Problem description: The listing must be reproduced in full, exactly as it stands.

Task material:
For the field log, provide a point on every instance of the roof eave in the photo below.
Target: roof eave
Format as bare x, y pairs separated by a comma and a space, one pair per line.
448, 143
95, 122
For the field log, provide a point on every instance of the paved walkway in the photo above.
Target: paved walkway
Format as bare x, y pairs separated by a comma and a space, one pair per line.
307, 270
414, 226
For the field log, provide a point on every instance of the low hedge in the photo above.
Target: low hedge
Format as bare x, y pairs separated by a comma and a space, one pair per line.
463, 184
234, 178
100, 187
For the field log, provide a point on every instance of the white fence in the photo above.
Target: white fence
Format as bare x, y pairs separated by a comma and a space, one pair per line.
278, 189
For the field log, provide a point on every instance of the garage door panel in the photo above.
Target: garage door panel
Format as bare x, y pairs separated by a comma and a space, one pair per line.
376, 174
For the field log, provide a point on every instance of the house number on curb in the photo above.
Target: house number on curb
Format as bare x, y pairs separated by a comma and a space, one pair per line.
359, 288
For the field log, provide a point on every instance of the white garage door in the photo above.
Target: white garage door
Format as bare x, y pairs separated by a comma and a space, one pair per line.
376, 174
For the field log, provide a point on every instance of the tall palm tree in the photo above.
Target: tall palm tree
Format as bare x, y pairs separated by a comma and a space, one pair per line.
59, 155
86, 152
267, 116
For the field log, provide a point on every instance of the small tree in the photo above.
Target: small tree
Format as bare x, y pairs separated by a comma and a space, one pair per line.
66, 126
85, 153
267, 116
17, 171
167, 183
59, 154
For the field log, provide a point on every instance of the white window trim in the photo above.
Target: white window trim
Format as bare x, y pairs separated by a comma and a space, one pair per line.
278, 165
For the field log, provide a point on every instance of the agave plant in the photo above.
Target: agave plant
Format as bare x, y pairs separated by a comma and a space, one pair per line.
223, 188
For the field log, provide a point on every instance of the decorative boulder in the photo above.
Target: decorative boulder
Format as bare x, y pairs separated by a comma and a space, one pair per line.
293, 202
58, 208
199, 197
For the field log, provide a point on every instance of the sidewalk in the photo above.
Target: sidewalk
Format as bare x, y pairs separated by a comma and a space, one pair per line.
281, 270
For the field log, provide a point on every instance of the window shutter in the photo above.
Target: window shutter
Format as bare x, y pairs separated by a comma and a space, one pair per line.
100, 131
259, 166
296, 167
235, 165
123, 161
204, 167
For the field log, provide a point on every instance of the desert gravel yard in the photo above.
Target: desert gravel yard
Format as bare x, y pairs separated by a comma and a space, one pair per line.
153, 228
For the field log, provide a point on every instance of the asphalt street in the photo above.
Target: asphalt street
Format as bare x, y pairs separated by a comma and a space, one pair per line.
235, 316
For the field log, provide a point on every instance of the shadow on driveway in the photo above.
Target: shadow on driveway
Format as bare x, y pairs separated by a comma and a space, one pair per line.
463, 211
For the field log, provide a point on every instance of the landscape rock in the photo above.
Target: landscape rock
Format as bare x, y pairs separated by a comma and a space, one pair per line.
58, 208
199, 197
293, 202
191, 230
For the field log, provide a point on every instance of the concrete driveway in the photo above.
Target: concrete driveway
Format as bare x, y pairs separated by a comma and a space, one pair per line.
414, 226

Written answer:
For the field log, provide a point on every instance of the roof eave in the photo below.
Target: roof eave
Format as bare x, y pairs separated by a comma and a space, one pair per line.
448, 143
95, 122
For the field log, provide a point on every instance of the paved walkway in the photo above.
Target: paved walkway
Format as bare x, y pairs separated by a comma and a space, one pair per line.
307, 270
414, 226
For the field log, provide a point on every instance of the low hedge in the photo above.
Target: low hedge
Format as bare x, y pairs separated by a comma and a space, one pair per line.
463, 184
234, 178
100, 187
For the field log, provide a point on every instance of the white fence in the photo above.
Target: white fence
Format as bare x, y pairs separated by a comma and a space, one pair per line.
278, 189
For the field log, provide a point on every instance of the garage door panel in the photo above.
Target: garage door panel
Format as bare x, y pairs separated by a comma and a space, one pair per line.
376, 174
For the field log, provide a point on every instance of the house number on curb in the photo above.
Target: house number on curb
Format as bare x, y pairs separated by a comma and a space, one pair per line.
359, 288
For the field log, provide a point on every instance of the white garage door in the photo above.
Target: white garage door
Format as bare x, y pairs separated by a comma and a space, one pair per line.
376, 174
For the field log, provide a point on every instance of the tall palm tree in the photo above.
Target: tall palm tree
Format as bare x, y pairs separated by a comma and a space, one pair per line.
59, 155
86, 152
267, 116
For the field log, provide a point on every instance of the small tree in the photo above.
Target: small tree
Format as bare x, y pairs separated by a comma and a space, one pair per line.
66, 126
85, 153
267, 116
17, 171
167, 183
59, 154
For the field log, provide a point on every instance of the white window trim in the photo above.
Target: white window trim
Format as bare x, y pairs separated by a comma and a space, one pair per line.
278, 165
For the field log, provide a point on every instance of the agave plant in the photo above.
Target: agave plant
Format as bare x, y pairs separated by a comma and a space, one pair per line.
223, 188
For the field log, provide a point on every instance of the decorative boulder in the photo above.
Target: decorative boulder
Format as bare x, y pairs separated by a comma and a space, one pair per line.
293, 202
58, 208
199, 197
For the field log, provide a point on every instance of the sidewalk in the photo above.
Target: sidewalk
Format as bare x, y pairs separated by a comma and a space, one pair per line.
281, 270
For the field log, provide a point on every instance of the window shutter in the photo above.
Target: window shutter
Format as bare x, y pairs separated by a comma and a space, one pair per line.
100, 131
259, 166
296, 167
235, 165
123, 161
204, 167
For the field log, provide a point on every instance of the desert gravel yard in the photo above.
Target: desert gravel yard
Format as bare x, y pairs separated by a comma and a space, one pair per line.
153, 228
For the field log, provide a point on every instance of the asphalt street in the photo above.
Target: asphalt street
Format as bare x, y pairs separated by a comma and a space, one pair per line.
235, 316
For the field log, provide a point on every instance of the shadow on driveway in the photo above.
Target: shadow on driveway
Format as bare x, y pairs separated by a comma and a space, one pair per line.
463, 211
For the field log, provide a point on every instance of the landscape rock in the photo above.
Target: landscape rock
Format as bare x, y pairs separated by a comma and a space, one pair per line.
58, 208
199, 197
293, 202
191, 230
For the field log, provide a point on every instance of the concrete driveway in the photo above.
Target: concrete driveway
Format as bare x, y pairs separated by a comma and a space, one pair per line.
414, 226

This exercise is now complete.